━━ Data provided ━━

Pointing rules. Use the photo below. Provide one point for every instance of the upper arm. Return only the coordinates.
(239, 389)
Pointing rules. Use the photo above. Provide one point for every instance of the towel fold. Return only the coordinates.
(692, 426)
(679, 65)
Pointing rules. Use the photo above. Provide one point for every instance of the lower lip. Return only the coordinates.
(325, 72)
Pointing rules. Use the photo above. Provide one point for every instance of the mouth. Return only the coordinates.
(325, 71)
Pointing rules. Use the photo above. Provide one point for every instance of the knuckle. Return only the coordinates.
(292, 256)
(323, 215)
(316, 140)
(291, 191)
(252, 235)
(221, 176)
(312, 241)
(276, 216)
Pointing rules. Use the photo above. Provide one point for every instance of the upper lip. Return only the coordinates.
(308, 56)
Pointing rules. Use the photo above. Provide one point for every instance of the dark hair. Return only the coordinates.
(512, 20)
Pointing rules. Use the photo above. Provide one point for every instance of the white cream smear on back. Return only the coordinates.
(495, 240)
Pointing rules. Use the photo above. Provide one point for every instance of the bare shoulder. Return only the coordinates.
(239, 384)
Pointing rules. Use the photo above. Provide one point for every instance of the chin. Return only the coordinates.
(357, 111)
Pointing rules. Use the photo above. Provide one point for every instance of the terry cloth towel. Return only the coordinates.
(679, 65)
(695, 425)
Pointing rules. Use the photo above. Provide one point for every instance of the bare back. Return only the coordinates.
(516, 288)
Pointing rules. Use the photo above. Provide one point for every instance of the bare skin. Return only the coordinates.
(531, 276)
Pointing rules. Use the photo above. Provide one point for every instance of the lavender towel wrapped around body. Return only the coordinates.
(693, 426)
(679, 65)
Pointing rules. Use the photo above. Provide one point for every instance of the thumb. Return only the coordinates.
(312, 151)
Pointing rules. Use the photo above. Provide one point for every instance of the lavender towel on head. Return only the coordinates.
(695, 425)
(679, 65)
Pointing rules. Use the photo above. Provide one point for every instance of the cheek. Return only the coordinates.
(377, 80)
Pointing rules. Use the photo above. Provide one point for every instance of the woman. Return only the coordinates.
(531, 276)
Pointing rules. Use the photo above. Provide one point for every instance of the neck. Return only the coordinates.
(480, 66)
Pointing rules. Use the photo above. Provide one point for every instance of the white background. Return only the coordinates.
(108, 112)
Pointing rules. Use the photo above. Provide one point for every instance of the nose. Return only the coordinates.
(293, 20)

━━━

» **Requirements**: Print all of the material above again, word for word and in the same order.

» **Reply**:
Pointing rules. Use the photo below. Provide one point for every instance of the upper arm. Return only the coordinates.
(239, 389)
Pointing rules. Use the photo above. Provide one point for every instance of the towel fold. Return only the coordinates.
(692, 426)
(679, 65)
Pointing rules. Use the photo above. Provide one point for every instance of the lower lip. Return only the coordinates.
(325, 72)
Pointing rules. Use the photo above. Provide one point for every instance of the mouth. Return only the coordinates.
(325, 71)
Pointing rules. Use the photo above. Provide one point for every instance of the knuckle. Return only the coordinates.
(292, 256)
(323, 215)
(316, 140)
(291, 191)
(252, 235)
(221, 176)
(312, 241)
(276, 216)
Pointing rules. Use the photo above. Provide one point for every instance of the upper lip. Return only the coordinates.
(308, 56)
Pointing rules. Use the photo above. Provide one point for every instance of the dark hair. Return only the coordinates.
(512, 20)
Pointing rules. Use the photo above. Provide one point for every instance of the white cream smear on back. Return only the coordinates.
(495, 240)
Pointing rules. Use the photo above. Provide one point for every instance of the bare shoulder. Return only the coordinates.
(239, 384)
Pointing rules. Use the photo above. Provide one point for every instance of the chin. Return only the coordinates.
(357, 111)
Pointing rules. Use the photo above. Provide one point for every instance of the terry cloth towel. Return only the coordinates.
(679, 65)
(695, 425)
Pointing rules. Use the photo above. Provide one point for every instance of the bare back. Return only the coordinates.
(516, 288)
Pointing rules. Use the photo above. Provide one point for every instance of the bare skin. Return only the coordinates.
(531, 276)
Pointing rules. Use the photo above. Provide one point for every instance of the lavender towel wrapped around body. Return only the coordinates.
(693, 426)
(679, 65)
Pointing rules. Use the photo above. Provide one point for every instance of the thumb. Return only the coordinates.
(312, 151)
Pointing rules. Use the photo above. Provide one point for every instance of the lavender towel on head. Return only the coordinates.
(695, 425)
(679, 65)
Pointing rules. Use the photo above. Provide one point for every instance of the cheek. Return only the coordinates.
(377, 80)
Pointing rules. Use the photo above. Provide one point for every instance of the woman. Return only the coordinates.
(531, 276)
Pointing rules. Use the photo above. Provide one point for every instance of the neck. Return only the coordinates.
(480, 66)
Pointing rules. Use the photo above. Provide one point for every instance of the white background. Return only the coordinates.
(108, 112)
Pointing rules. Use the photo above. Provide one point for every instance of the nose. Return only the coordinates.
(293, 20)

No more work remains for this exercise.